[Set of tasks]
a: Copy the part of the summer school article between "Magne Sandnes" and "as a whole.", inclusive.
b: In the summer school article, what three words beginning with i appear in the heading of the summer school?

[Selected excerpt]
┌────────
Summer school

Music researchers debating innovation and impact

For the first time Music Academies in Norway collaborate in organizing a summer school. The International Music Research Summer School will be held in Oslo, but the initiative comes from Bergen and Grieg Research School.

SUMMER SCHOOL ATTRACTS BIG NAMES: Grieg Research School welcomes PhD-students and senior researchers to the first Norwegian International Music Research Summer School.
Magne Sandnes

"We really saw the need for a meeting place that discusses some critical issues within the field of music. We ought to discuss how we want to work, how to get funding, and for whom the research is for, so actually the summer school will address some very political questions," says leader of Grieg Research School, professor at The Grieg Academy – Department of Music, Jill Halstead Hjørnevik.

Important for the whole field of music

"PhD-students and artistic research students will get ECTS credit points for attending the summer school, but just as important is the opportunity to discuss the future of music research," Halstead Hjørnevik says. Hence the summer school will not only be important for the PhD-students, but for the field as a whole.

"There is a lot of pressure to produce impact and results. But how about basic research? If we fail to do that, the ground on which we stand will be full of cracks and in the end collapse. We all need to be very aware of how we relate to these issues."

All the words starting with the letter i

Music research increasingly has to answer to three words beginning with i, and these are to be found in the heading of the summer school: Music 2020: Interdisciplinarity, Innovation, Impact.
└────────
Collected data
┌────────
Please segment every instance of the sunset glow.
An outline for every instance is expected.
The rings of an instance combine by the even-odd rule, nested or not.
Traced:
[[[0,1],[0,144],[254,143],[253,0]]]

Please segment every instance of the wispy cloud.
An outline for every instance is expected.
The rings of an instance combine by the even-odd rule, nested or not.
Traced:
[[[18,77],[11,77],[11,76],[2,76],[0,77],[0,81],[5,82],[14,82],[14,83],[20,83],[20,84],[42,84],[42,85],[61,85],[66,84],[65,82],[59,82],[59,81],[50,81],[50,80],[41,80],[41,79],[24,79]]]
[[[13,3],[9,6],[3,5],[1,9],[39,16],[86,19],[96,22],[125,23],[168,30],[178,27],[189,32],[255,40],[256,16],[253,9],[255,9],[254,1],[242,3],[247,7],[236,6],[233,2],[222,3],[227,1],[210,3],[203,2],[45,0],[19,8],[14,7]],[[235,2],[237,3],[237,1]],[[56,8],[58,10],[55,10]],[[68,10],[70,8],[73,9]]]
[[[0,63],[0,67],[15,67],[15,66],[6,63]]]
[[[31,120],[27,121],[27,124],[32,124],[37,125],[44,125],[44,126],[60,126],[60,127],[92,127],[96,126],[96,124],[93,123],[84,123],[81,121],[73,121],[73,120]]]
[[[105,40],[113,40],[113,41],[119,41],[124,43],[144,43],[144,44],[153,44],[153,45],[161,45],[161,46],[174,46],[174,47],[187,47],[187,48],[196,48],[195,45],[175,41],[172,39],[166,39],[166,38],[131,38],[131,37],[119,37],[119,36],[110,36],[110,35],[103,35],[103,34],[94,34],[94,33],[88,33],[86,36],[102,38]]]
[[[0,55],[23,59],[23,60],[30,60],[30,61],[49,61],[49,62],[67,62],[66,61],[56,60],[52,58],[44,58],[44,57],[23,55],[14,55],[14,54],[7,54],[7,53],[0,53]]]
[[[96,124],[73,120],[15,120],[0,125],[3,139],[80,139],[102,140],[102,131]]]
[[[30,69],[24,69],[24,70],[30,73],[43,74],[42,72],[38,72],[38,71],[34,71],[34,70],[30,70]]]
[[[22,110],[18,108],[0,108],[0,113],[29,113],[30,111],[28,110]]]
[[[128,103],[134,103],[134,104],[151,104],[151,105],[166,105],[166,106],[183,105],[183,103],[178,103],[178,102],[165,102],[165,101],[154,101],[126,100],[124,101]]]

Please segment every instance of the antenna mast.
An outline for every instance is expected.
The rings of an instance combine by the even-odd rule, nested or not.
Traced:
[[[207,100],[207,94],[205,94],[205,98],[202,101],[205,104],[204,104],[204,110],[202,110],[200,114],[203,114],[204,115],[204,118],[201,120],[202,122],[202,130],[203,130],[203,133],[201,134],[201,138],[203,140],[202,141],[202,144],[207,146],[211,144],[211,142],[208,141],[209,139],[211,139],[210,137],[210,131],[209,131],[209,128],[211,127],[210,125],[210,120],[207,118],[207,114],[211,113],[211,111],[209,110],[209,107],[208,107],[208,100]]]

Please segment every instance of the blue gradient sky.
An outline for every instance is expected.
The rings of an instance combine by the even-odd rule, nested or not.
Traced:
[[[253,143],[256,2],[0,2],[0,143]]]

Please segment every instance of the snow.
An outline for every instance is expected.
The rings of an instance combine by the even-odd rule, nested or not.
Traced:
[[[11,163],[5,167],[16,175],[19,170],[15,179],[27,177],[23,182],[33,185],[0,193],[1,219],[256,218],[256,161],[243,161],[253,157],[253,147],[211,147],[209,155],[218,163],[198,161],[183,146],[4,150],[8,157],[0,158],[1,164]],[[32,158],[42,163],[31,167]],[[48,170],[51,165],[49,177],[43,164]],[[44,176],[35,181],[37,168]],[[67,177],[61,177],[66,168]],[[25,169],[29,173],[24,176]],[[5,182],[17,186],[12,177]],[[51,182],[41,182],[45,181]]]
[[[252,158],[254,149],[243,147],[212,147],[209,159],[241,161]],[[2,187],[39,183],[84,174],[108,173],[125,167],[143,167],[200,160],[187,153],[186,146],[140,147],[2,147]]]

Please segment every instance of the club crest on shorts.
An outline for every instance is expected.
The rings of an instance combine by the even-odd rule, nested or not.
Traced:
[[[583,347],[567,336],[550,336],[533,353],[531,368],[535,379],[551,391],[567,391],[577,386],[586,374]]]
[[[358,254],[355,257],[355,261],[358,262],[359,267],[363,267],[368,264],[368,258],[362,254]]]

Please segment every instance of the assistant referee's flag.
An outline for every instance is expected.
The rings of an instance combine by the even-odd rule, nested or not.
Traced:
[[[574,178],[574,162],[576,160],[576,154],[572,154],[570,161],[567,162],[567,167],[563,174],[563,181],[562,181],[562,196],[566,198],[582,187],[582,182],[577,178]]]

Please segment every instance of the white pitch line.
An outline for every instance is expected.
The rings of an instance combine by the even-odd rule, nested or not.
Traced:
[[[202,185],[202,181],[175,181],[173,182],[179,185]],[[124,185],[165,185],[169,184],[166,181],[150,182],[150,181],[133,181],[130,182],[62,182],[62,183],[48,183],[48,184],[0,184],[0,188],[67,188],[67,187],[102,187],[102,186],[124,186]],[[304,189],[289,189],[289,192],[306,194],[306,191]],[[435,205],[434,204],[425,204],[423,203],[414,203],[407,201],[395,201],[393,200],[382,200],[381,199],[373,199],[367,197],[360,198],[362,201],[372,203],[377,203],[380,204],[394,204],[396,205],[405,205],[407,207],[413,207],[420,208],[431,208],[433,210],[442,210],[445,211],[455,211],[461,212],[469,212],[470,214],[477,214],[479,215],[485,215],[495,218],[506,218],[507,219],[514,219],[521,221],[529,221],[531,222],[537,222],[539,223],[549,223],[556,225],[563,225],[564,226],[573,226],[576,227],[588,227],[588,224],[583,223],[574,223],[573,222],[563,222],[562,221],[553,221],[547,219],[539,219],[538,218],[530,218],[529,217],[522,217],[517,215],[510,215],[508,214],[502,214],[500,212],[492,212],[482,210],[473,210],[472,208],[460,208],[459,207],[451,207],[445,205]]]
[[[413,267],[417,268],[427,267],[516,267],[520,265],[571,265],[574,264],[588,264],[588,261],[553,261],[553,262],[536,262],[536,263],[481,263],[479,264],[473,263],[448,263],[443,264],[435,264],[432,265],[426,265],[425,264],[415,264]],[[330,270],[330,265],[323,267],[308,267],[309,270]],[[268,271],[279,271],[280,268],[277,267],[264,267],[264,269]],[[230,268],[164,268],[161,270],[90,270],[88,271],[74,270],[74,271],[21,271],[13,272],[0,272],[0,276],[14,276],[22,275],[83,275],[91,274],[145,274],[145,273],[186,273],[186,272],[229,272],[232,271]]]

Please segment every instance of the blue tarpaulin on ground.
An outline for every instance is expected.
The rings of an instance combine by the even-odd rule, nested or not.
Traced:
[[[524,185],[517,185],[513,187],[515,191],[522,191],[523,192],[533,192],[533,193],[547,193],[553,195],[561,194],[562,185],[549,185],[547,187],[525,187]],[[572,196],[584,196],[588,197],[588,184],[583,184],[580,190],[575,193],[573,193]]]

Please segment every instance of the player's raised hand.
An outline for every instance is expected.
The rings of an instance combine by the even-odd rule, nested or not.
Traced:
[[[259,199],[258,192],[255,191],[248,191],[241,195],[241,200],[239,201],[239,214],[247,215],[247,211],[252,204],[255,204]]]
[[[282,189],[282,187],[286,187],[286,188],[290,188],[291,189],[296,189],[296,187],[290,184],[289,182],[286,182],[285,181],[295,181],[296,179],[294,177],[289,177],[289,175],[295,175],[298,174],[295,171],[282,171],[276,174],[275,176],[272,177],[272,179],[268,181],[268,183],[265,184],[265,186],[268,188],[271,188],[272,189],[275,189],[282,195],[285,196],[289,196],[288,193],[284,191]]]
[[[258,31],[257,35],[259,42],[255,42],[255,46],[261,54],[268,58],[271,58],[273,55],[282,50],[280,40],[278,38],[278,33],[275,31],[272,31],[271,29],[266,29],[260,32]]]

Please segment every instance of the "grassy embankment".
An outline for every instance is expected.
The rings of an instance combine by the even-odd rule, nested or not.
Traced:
└────────
[Solutions per task]
a:
Magne Sandnes

"We really saw the need for a meeting place that discusses some critical issues within the field of music. We ought to discuss how we want to work, how to get funding, and for whom the research is for, so actually the summer school will address some very political questions," says leader of Grieg Research School, professor at The Grieg Academy – Department of Music, Jill Halstead Hjørnevik.

Important for the whole field of music

"PhD-students and artistic research students will get ECTS credit points for attending the summer school, but just as important is the opportunity to discuss the future of music research," Halstead Hjørnevik says. Hence the summer school will not only be important for the PhD-students, but for the field as a whole.

b: Interdisciplinarity, Innovation, Impact.